■ WHAT THIS TASK INVOLVES: Output every record again so that it matches the original word for word.

Natural-language object grounding data:
###

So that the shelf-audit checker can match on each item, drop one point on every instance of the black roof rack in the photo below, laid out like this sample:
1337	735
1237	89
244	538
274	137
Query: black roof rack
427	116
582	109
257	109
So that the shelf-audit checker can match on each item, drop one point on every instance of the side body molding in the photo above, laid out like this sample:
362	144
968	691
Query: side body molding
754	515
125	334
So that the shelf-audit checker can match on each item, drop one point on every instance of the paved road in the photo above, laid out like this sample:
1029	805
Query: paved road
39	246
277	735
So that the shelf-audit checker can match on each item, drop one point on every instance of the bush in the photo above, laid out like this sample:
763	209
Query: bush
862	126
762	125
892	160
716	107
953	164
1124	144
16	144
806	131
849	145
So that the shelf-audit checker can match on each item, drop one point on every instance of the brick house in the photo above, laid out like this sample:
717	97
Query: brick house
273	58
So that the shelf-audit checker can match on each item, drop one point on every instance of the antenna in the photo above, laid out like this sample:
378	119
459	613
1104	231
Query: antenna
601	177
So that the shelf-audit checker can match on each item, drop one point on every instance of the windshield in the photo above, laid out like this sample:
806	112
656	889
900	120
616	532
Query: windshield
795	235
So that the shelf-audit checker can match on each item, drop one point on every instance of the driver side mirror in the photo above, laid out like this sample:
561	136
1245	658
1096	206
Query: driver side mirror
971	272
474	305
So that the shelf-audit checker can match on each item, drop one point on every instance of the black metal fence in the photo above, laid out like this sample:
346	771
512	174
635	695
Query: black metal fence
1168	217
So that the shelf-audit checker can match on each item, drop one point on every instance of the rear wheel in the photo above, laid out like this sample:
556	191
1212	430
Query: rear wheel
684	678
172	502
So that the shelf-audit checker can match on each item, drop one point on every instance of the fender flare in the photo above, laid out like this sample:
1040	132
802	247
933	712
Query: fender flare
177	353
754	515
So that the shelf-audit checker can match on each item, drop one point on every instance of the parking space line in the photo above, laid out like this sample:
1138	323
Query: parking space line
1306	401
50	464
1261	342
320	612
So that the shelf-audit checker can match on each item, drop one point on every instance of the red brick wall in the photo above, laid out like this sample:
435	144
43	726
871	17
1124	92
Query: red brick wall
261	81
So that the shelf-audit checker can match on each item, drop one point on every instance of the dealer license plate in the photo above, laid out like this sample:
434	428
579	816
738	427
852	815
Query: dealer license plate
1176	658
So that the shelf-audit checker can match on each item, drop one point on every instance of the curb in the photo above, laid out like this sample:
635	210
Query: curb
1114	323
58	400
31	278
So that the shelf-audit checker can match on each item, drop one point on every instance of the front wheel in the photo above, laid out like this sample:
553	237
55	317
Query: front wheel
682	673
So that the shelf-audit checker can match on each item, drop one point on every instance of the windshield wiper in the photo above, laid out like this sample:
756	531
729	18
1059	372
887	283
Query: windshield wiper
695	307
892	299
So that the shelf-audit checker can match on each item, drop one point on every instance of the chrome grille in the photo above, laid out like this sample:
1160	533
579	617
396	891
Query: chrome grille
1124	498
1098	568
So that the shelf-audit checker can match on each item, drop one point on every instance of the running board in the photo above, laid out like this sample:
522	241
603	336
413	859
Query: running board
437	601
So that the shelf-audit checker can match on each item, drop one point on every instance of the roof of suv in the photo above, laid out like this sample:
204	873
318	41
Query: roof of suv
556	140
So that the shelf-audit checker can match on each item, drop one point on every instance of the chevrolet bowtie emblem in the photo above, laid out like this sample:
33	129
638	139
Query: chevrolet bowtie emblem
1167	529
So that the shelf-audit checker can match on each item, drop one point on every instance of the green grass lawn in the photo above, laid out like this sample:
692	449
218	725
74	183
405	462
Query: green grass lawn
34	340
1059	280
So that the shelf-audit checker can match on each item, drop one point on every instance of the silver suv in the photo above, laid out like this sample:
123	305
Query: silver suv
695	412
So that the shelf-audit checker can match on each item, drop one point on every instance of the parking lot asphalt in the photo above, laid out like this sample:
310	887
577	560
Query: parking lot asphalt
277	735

###

■ EXPECTED OUTPUT:
So that the shelf-audit checker can match on each item, drop one point on every instance of the black roof rack in the photo below, laid out like this sample:
1337	735
1237	89
244	538
274	137
Query: black roof rack
427	116
582	109
257	109
So that the shelf-audit checker can match on each item, drop one point on every instance of the side body molding in the photo above, laid out like this sample:
362	144
968	691
Query: side body molding
754	515
125	334
So that the shelf-audit checker can match on each item, drop one point on every instance of the paved road in the photo above, laid out like this sample:
1029	805
Query: paved road
39	246
277	735
So that the shelf-audit checker can match on each item, drop one point on every instance of the bush in the photo above, laid out like this sample:
763	209
Query: bush
862	126
762	125
892	160
716	107
953	164
1124	144
16	144
806	131
849	145
So that the shelf-audit checker can match on each item, drop one point on every instance of the brick house in the photo above, laid out like this sample:
717	97
Query: brick house
273	58
So that the shelf-audit checker can match on each item, drop one point on every instance of the antenna in the photo above, laid out like this sample:
378	119
459	613
1104	231
Query: antenna
601	177
So that the shelf-audit checker can match on each item, drop one point on every instance of the windshield in the photo above, laid out like this sample:
806	112
656	889
900	120
616	532
Query: windshield
795	235
So that the shelf-audit checker can match on each item, drop one point on every instance of the driver side mirror in the photo above, laid out like this sample:
561	136
1245	658
1096	206
Query: driver side mirror
971	272
474	305
So that the shelf-audit checker can match on each item, drop one point on every instance of the black metal fence in the photo above, laid out like this sample:
346	771
512	174
635	695
Query: black metal fence
1168	217
So that the shelf-audit checker can match on each item, drop one point on every instance of the rear wheel in the photo above, laid out like this sample:
556	191
1212	430
Query: rear wheel
684	678
172	502
So that the shelf-audit checker can match on each item, drop one point on every instance of the fender flare in the photo above, laid out like this sample:
1040	132
802	247
933	712
Query: fender flare
177	353
754	515
So that the shelf-audit checker can match on each item, drop one point on every instance of the parking space line in the photo above, laid out like this sample:
1138	323
Query: parking space line
1306	401
50	464
1261	342
320	612
So that the shelf-audit checker can match on each item, drop one point on every instance of the red brick wall in the photo above, laid out like this sample:
435	144
43	726
871	17
1124	92
Query: red brick wall
261	81
So that the shelf-audit checker can match on each item, drop one point on every instance of the dealer license plate in the photo above, laid out like this sample:
434	428
579	816
738	427
852	815
Query: dealer license plate
1176	658
So that the shelf-audit checker can match on each item, drop one point on every instance of the curb in the photo above, laid out like this sample:
635	210
Query: curb
1114	323
58	400
31	278
So that the shelf-audit checker can match on each item, drop one point on every instance of the front wheel in the photo above, laid out like this sample:
553	237
55	317
Query: front wheel
682	673
So that the shelf-audit checker can match on each item, drop one point on every instance of the windshield wiper in the photo above, laid out like this sample:
756	531
729	18
1059	372
887	283
Query: windshield wiper
695	307
892	299
So that the shelf-audit checker can match on each item, drop one point on every instance of the chrome grille in the photo above, laid out like this sample:
1160	533
579	617
396	891
Query: chrome grille
1124	498
1098	568
So that the shelf-audit checker can match on each item, drop one point on every instance of the running board in the photo above, laid out like this sample:
522	241
603	336
413	859
Query: running board
437	601
So that the shelf-audit checker can match on each item, drop one point on every instance of the roof of suv in the photo above, laid out like this sample:
204	873
318	41
Query: roof of suv
556	140
So that the shelf-audit checker can match on each item, drop one point on every instance of the chevrolet bowtie emblem in the photo above, laid out like this sample:
33	129
638	139
Query: chevrolet bowtie emblem
1167	529
So that the shelf-audit checker can match on each item, drop one point on every instance of the green grass lawn in the photo above, laid out like this sample:
692	449
218	725
74	183
405	462
Query: green grass lawn
34	340
1059	280
So that the shelf-audit checker can match on each item, drop one point on every instance of the silver suv in the photo above, laid out like this sample:
123	305
Query: silver suv
695	412
So that the shelf-audit checker can match on each item, drop one point on every instance of the parking lot asphalt in the photo above, laid out like this sample:
310	887
577	560
Query: parking lot asphalt
277	735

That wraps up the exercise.